BRIEF - Repeat exactly, and only, the lines from the one holding "object | window frame" through the last line of the records below.

"""

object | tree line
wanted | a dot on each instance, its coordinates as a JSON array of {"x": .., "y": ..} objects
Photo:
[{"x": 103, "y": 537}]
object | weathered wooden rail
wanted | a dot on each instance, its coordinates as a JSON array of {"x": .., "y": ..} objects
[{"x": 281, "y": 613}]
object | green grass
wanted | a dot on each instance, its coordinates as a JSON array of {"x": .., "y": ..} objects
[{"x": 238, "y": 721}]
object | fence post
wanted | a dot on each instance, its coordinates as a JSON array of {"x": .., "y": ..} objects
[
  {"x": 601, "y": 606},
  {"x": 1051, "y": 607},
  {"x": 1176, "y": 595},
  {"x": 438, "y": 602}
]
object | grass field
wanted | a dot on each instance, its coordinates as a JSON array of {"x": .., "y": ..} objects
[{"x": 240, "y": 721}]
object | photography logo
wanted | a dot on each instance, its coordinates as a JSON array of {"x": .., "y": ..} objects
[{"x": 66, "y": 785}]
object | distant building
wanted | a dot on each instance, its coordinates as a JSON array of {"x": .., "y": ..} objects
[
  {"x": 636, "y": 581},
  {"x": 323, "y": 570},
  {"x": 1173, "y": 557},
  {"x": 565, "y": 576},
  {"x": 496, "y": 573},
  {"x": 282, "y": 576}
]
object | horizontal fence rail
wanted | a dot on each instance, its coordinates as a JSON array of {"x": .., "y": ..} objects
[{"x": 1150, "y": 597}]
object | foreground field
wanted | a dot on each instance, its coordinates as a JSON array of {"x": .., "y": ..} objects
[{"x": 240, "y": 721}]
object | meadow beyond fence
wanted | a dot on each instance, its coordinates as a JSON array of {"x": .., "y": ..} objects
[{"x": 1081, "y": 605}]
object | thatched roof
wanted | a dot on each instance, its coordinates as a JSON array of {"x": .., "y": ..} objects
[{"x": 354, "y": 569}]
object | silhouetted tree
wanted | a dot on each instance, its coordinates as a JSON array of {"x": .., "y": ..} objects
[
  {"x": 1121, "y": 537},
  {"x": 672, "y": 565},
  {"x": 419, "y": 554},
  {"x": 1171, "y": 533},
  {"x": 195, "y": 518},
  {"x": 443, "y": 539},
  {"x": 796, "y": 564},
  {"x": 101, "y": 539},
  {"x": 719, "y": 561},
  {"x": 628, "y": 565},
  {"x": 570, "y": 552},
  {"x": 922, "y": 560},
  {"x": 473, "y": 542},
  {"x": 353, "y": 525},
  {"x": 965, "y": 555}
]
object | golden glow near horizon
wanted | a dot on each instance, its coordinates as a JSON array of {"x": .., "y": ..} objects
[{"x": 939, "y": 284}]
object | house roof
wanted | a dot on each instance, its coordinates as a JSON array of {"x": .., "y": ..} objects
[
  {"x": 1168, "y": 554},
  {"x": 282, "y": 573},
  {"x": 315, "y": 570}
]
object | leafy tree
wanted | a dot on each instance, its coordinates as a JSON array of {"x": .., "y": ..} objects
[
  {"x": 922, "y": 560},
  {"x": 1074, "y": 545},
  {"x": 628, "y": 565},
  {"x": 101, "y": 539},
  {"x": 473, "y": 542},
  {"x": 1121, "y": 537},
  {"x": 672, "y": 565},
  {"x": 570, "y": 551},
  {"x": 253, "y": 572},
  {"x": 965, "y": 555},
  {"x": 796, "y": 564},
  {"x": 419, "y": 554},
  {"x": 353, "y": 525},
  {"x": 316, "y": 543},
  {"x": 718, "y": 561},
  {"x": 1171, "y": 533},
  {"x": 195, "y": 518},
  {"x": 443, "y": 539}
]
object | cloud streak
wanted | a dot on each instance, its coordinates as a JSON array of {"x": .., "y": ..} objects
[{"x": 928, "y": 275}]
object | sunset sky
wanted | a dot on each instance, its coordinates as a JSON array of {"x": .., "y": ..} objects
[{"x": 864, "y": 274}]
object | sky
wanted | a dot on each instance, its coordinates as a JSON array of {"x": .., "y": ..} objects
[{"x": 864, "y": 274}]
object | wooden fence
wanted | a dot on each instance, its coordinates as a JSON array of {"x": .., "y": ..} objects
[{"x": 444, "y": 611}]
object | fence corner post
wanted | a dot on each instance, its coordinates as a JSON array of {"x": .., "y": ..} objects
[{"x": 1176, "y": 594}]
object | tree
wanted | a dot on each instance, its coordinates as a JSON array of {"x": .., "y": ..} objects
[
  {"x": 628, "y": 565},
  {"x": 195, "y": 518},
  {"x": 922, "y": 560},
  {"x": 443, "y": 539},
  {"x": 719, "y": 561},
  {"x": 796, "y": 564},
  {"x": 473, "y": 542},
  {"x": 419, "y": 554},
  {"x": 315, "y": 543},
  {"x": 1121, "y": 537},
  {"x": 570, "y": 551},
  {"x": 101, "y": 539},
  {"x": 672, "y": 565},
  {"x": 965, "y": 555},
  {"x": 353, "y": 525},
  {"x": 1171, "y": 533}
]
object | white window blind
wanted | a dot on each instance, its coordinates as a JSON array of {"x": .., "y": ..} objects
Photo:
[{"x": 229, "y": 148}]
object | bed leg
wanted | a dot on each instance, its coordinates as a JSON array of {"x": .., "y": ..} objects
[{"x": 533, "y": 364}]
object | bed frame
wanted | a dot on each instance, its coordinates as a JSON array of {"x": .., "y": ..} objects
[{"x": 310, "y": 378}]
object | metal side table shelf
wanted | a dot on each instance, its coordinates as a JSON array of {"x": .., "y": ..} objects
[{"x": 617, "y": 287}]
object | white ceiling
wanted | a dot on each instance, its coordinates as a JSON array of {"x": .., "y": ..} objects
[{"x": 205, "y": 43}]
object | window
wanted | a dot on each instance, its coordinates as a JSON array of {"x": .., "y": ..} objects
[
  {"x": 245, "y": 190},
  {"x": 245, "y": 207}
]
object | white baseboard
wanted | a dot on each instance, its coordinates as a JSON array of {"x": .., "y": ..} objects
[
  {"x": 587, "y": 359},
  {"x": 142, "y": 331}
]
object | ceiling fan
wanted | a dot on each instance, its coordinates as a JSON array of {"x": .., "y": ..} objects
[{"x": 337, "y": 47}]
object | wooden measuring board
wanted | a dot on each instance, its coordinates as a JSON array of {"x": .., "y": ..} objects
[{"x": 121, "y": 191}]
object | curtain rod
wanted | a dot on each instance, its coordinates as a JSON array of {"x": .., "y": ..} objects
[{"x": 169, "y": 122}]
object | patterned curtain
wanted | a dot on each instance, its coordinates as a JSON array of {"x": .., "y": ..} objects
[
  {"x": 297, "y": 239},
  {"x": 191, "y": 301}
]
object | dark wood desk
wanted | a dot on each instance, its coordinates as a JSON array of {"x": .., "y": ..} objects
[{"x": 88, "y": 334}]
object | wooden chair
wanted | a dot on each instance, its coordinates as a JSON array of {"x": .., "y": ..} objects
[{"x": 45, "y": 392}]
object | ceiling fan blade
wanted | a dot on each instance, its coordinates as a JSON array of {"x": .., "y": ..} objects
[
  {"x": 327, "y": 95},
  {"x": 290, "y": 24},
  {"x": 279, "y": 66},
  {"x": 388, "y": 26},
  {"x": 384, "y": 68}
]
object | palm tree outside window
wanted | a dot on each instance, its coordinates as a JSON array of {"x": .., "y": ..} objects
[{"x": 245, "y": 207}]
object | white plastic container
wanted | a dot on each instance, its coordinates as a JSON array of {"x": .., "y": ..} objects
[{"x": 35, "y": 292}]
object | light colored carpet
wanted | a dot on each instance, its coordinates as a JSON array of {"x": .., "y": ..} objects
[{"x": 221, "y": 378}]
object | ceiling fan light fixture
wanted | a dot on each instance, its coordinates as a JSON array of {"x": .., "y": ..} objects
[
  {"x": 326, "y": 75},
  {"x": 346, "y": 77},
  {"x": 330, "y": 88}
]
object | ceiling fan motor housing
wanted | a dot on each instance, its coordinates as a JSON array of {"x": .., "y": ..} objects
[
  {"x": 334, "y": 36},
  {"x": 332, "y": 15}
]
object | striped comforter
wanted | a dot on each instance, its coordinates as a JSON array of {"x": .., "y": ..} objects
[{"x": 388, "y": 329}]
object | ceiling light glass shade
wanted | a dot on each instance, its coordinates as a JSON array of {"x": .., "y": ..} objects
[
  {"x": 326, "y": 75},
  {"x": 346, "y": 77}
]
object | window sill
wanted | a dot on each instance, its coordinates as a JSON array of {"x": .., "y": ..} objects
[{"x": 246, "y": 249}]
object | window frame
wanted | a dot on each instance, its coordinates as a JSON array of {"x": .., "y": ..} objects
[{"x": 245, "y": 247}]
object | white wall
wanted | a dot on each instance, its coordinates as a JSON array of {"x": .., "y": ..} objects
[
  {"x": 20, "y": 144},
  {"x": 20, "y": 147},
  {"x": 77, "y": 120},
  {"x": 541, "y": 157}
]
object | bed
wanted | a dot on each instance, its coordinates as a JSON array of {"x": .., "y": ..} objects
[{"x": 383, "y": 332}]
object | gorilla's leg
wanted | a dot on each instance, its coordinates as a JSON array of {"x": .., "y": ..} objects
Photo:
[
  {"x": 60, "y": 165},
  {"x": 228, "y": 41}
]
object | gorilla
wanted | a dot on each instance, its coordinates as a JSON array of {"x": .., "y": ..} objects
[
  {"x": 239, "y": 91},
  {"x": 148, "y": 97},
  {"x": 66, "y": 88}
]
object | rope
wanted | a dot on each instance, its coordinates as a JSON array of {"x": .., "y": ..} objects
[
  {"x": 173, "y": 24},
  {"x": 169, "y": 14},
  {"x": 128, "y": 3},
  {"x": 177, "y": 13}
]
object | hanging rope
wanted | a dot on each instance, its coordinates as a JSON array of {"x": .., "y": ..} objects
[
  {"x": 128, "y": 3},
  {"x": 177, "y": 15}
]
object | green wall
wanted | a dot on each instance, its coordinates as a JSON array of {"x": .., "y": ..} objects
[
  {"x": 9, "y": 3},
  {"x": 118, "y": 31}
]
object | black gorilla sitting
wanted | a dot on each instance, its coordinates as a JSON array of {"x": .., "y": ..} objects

"""

REPLY TO THE TASK -
object | window frame
wanted | a dot on each instance, its coordinates as a JSON array of {"x": .., "y": ..} objects
[{"x": 245, "y": 247}]
object | white wall
wanted | a dot on each instance, its coordinates as a JSON array of {"x": .., "y": ..} objects
[
  {"x": 20, "y": 144},
  {"x": 20, "y": 147},
  {"x": 77, "y": 120},
  {"x": 541, "y": 157}
]
object | bed
wanted | a dot on each instance, its coordinates as a JSON array of {"x": .., "y": ..} objects
[{"x": 383, "y": 332}]
object | gorilla's leg
wanted | a dot on each instance, its coordinates as a JSON array of {"x": .., "y": ..} objects
Photo:
[
  {"x": 60, "y": 165},
  {"x": 228, "y": 41}
]
object | gorilla
wanted | a dot on each instance, its coordinates as a JSON array of {"x": .., "y": ..} objects
[
  {"x": 239, "y": 91},
  {"x": 148, "y": 97},
  {"x": 66, "y": 88}
]
object | rope
wanted | a dot on each instance, its coordinates as a JSON array of {"x": .., "y": ..} objects
[
  {"x": 173, "y": 24},
  {"x": 169, "y": 14},
  {"x": 128, "y": 3},
  {"x": 177, "y": 13}
]
object | hanging rope
wanted | a dot on each instance, its coordinates as a JSON array of {"x": .., "y": ..} objects
[
  {"x": 128, "y": 3},
  {"x": 177, "y": 15}
]
object | green wall
wanted | a dot on each instance, its coordinates as a JSON array of {"x": .., "y": ..} objects
[
  {"x": 9, "y": 3},
  {"x": 118, "y": 31}
]
object | black gorilla sitting
wanted | a dot on each instance, its coordinates as a JSON array of {"x": .., "y": ..} objects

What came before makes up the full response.